[START]
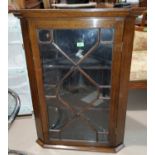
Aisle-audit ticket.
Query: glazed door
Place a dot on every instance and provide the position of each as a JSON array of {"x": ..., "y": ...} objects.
[{"x": 80, "y": 62}]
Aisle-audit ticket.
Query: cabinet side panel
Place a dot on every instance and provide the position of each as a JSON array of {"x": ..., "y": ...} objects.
[
  {"x": 31, "y": 74},
  {"x": 124, "y": 77}
]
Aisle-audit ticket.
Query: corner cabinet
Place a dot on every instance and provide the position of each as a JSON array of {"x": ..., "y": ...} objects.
[{"x": 78, "y": 63}]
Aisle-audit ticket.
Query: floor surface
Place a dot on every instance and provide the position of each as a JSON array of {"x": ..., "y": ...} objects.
[{"x": 22, "y": 134}]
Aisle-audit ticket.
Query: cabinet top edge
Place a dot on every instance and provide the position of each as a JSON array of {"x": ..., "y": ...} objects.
[{"x": 71, "y": 13}]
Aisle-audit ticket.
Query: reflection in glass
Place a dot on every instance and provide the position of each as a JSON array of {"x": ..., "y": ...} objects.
[{"x": 76, "y": 67}]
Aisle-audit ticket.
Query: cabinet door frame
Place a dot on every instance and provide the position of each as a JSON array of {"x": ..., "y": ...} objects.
[{"x": 75, "y": 23}]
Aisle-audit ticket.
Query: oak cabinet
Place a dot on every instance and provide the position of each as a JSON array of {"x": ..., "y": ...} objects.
[{"x": 78, "y": 63}]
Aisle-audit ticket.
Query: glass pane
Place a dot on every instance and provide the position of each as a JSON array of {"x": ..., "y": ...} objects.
[{"x": 76, "y": 67}]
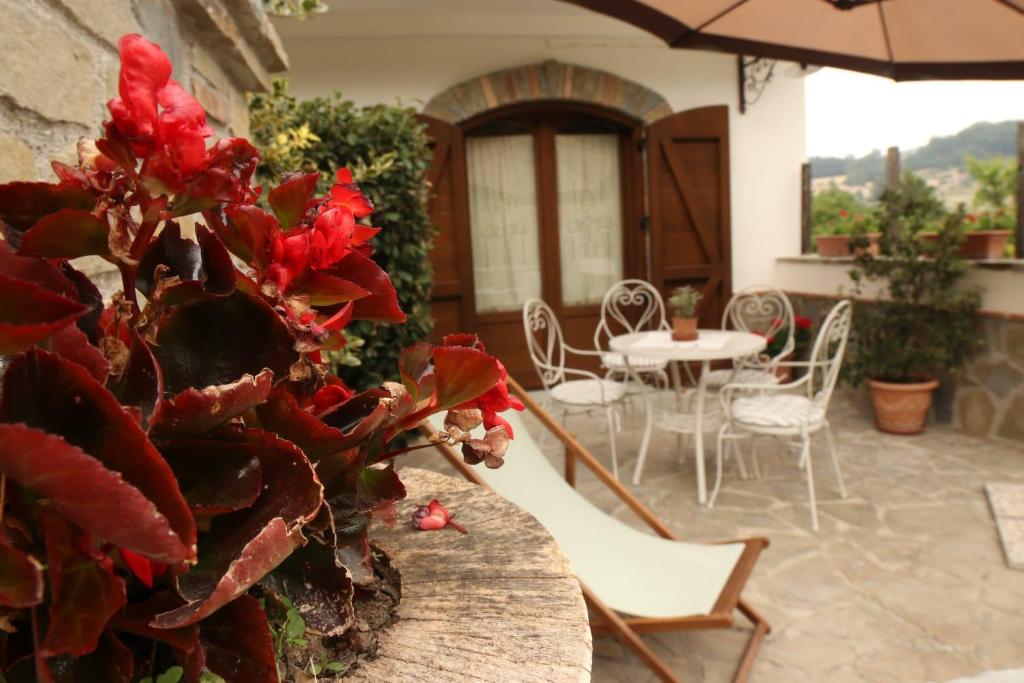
[END]
### Exercise aim
Rewrite every line above, requests included, and raise each x and y coordinate in the answers by 145. Leave the pictures out.

### Answer to this exercise
Aisle-audit ticket.
Query: glazed door
Place a dot on every instance and provide the position of each as a JSON array of {"x": ..., "y": ...} objects.
[{"x": 225, "y": 207}]
Aisle-audit ticket.
Query: cabinet side panel
Place a dot on every instance and provide the position of each as a JSON array of {"x": ..., "y": ...} objects.
[
  {"x": 176, "y": 219},
  {"x": 269, "y": 222}
]
Aisle-audit ticket.
Query: corner cabinet
Place a dot on every instance and provide the position of each as a JSON array of {"x": ..., "y": ...} objects.
[{"x": 223, "y": 208}]
Aisle-audit ticket.
Query: floor surface
Place a dot on every instance and provide the position of each as a JSON array of {"x": ..., "y": ...} objects.
[{"x": 167, "y": 279}]
Aisle-audit ticket.
Query: cabinet top edge
Place a dot on every instance and provide the position of each as a JSON array of {"x": ..., "y": ...} objects.
[{"x": 216, "y": 158}]
Aisle-audit ticket.
Query: reflection in glass
Place a dot on every instance and provide the position of each as a JSON array of {"x": ..., "y": ...} objects.
[{"x": 221, "y": 212}]
Aisle-audit ticket.
Query: cabinet door frame
Place a dot on every instance and provide the position of each as a JSON array of {"x": ..., "y": ...} objects.
[{"x": 220, "y": 168}]
Aisle-audit ticket.
Query: oak cabinet
Place a dot on every instance and provide the position of each as a JSON array of {"x": ..., "y": ...} objects.
[{"x": 223, "y": 208}]
Aisle-audit ticket.
Query: glass pane
Place a dot on every instance and provide the position of each as a JSON array of {"x": ..., "y": ...} objects.
[{"x": 221, "y": 212}]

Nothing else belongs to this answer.